Embeddedness is a valuable result of the development of infrastructure, but it is also a resource for that same development process. Developers of infrastructure can draw on these arrangements of relationships to build, maintain, or strengthen other relationships. The simplicity with which we have described our electricity example belies the difficulty of creating and maintaining embedded infrastructures. Each system is coupled to numerous other systems. The landscape of connections is dynamic, and often contains unresolved conflicts. Managing these alignments between different organizing structures is a key activity in building infrastructure, and requires a great deal of innovation and hard work. Embeddedness can be an important resource for doing this work. We refer to this active, strategic work of managing multiple relationships for infrastructure development as “synergizing.”

3 Synergizing

In order to better understand how cyberinfrastructures become embedded in other systems and infrastructures, we draw on the concept of synergy—increased effectiveness produced as a result of combined action or co-operation (“The Oxford English Dictionary” 1989). We find that synergy is part of the common lexicon within the world of cyberinfrastructure, and was mentioned by many of our research participants. While the synergies themselves are important, we are more interested with the process of creating and maintaining productive socio-technical relationships, which we call synergizing. The concepts of synergy and synergizing are frequently dismissed as fancy, superficial buzzwords for working as a team or mere reaction to a reduction of resources. Instead, our research posits the concept of synergizing as a particular class of collaborative strategies undertaken in the milieu of infrastructure building projects that are large, distributed, loosely formed, and long-term.

========================

Assignment 1
Translate this sentence from the text on infrastructure into Spanish: "The landscape of connections is dynamic, and often contains unresolved conflicts."
Assignment 2
Extend the text on infrastructure and synergizing with a new paragraph that picks up after its final sentence.

========================

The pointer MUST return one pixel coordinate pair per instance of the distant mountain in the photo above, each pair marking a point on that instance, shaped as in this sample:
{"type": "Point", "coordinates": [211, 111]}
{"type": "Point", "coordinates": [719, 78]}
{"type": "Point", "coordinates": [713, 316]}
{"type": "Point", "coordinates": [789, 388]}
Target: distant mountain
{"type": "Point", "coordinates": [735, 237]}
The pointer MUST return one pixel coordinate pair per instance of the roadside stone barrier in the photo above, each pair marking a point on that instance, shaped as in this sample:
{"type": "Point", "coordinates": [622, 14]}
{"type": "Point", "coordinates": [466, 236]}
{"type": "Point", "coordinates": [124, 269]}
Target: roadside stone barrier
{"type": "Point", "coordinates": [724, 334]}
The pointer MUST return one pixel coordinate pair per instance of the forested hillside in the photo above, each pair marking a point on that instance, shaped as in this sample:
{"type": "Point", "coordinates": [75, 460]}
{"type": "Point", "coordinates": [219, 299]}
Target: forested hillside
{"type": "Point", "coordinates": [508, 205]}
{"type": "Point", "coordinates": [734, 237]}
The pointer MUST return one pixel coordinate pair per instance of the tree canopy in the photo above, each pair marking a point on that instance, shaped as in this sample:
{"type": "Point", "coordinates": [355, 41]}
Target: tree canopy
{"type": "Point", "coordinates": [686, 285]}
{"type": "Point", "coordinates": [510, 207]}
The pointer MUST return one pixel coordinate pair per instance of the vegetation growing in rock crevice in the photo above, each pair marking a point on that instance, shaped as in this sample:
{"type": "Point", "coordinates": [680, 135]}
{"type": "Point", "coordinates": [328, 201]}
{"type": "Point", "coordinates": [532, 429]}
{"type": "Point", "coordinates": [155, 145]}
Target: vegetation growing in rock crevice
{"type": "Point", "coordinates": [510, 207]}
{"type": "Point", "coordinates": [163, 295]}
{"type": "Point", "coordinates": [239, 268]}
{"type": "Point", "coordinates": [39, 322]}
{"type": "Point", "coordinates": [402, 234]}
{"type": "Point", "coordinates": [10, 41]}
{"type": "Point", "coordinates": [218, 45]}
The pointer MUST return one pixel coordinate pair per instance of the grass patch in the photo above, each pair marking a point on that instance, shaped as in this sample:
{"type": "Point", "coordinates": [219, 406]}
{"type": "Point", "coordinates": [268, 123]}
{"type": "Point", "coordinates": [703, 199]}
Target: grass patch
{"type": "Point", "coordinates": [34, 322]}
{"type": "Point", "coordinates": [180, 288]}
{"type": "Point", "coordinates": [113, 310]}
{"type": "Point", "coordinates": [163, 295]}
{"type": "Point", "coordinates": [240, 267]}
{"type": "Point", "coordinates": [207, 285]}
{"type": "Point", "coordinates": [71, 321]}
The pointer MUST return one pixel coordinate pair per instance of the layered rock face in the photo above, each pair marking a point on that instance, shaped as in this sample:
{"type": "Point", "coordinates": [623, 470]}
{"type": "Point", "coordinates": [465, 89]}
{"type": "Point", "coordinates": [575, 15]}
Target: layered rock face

========================

Exercise output 1
El panorama de conexiones es dinámico y a menudo contiene conflictos sin resolver.

Exercise output 2
Our goal in this paper is to capture the intentional day-to-day activities that accumulate into infrastructural embeddedness. Synergizing, along with its component subprocesses of aligning and leveraging (defined below), serve as a useful analytic lens to help expose the work required to create cyberinfrastructures. Our focus is not on characterizing any particular synergy, but rather on understanding how these interactions come into being, are maintained, and can be made productive. It should be noted that when we use the term “developer” in relation to cyberinfrastructure, we are using a broad definition that is not limited to someone who builds hardware or writes software. Instead, we use the term to refer to anyone who is intentionally doing work that creates cyberinfrastructure. Thus, developer can refer as much to a program manager at a funding agency or a scientist who contributes data as to a computer scientist or software engineer.

We approach synergizing as a broad concept that includes strategic collaborative undertakings in pursuit of greater combined effects than individuals, groups, or organizations could effect on their own. Synergy can arise from bringing two groups together in a collaborative relationship, or it can come from the linking together of two pieces of software to produce a more capable system. Synergy arises from bringing together already-existing entities, rather than “from scratch” development of new entities or growth of a single entity. However, something new may be created as a result of the synergy.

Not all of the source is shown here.